§ Work to be completed
Please retype every entry below, keeping it exactly the same.

§ Excerpted records
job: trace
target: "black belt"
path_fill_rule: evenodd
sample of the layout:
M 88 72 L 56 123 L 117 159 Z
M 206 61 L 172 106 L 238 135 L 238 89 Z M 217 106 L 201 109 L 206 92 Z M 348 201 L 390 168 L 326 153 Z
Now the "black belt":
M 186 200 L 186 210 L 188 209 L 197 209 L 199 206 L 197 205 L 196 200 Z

§ Answer area
job: trace
target: "black belt"
path_fill_rule: evenodd
sample of the layout:
M 88 72 L 56 123 L 117 159 Z
M 206 61 L 172 106 L 238 135 L 238 89 Z M 217 106 L 201 109 L 206 92 Z M 348 201 L 390 168 L 326 153 Z
Now the "black belt":
M 186 200 L 186 210 L 188 209 L 197 209 L 199 206 L 197 205 L 196 200 Z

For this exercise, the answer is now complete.